Grundy Tower Celebrates Four Decades
by Cate Murway
Service is the essence of community.
“If a man does not take pride in his own town, he isn't likely to give a rap for his country.” U.S. Senator Joseph R. Grundy, industrialist; Quaker; conservative; politician; lobbyist; philanthropist- "The Pennsylvanian".
Pharmacist/teacher Alan Joseph Vogenberg, RPh, FASCP, Clinical Consultant who currently serves as the Margaret R. Grundy Museum docent and a tour guide for the Bristol Cultural & Historical Society was inspired by the significance, courage and fortitude of the leadership of the Planning Commission responsible for the Grundy Tower. He served as secretary to the group of volunteers who advised the borough council during the inception of the first senior center in Bucks County.
He voiced his admiration. “This Planning Commission was the most progressive ever.”
Alan was named Bristol Borough's Volunteer of the Year as part of the Landmark Towns 2012 Community Achievement Awards on March 29th.
No joke. The Grundy Tower was promised for April 1, 1972.

#### DATASET CONTENT:

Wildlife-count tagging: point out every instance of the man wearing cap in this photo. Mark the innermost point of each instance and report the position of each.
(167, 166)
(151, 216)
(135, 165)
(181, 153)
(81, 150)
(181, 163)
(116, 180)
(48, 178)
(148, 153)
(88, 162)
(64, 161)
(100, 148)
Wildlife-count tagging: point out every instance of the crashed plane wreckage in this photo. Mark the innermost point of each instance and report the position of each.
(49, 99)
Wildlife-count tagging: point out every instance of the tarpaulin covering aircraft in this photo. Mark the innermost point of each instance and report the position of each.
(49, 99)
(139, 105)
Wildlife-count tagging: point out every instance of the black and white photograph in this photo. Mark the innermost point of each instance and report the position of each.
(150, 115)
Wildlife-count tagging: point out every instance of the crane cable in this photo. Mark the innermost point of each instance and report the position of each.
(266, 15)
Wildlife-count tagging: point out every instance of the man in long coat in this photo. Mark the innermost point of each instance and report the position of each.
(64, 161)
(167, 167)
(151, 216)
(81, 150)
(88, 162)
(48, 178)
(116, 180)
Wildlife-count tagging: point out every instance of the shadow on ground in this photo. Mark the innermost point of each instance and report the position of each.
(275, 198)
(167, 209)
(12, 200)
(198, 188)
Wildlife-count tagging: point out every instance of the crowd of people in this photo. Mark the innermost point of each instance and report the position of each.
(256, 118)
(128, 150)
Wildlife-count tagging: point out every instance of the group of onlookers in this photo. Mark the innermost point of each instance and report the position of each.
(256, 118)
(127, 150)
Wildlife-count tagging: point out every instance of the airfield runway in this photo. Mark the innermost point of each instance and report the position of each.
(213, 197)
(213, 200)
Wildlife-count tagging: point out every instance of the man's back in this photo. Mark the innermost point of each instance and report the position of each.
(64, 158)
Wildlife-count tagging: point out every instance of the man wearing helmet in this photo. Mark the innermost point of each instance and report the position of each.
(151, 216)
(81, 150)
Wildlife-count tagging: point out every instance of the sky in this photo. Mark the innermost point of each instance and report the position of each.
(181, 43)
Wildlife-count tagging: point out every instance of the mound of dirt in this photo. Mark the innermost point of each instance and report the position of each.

#### ACTIONS TO TAKE:
1. From the Grundy Tower article, return the passage that begins at the words "Pharmacist/teacher Alan Joseph" and stops after the words "on March 29th.", with every word unchanged.
2. Answer these questions using the Grundy Tower article:
(a) What date was the Grundy Tower promised for?
(b) At which museum does Alan Joseph Vogenberg serve as docent?
(c) What title did Alan receive at the Landmark Towns 2012 Community Achievement Awards?

#### ANSWERS BY ITEM:
1.
Pharmacist/teacher Alan Joseph Vogenberg, RPh, FASCP, Clinical Consultant who currently serves as the Margaret R. Grundy Museum docent and a tour guide for the Bristol Cultural & Historical Society was inspired by the significance, courage and fortitude of the leadership of the Planning Commission responsible for the Grundy Tower. He served as secretary to the group of volunteers who advised the borough council during the inception of the first senior center in Bucks County.
He voiced his admiration. “This Planning Commission was the most progressive ever.”
Alan was named Bristol Borough's Volunteer of the Year as part of the Landmark Towns 2012 Community Achievement Awards on March 29th.

2.
(a) April 1, 1972
(b) The Margaret R. Grundy Museum
(c) Bristol Borough's Volunteer of the Year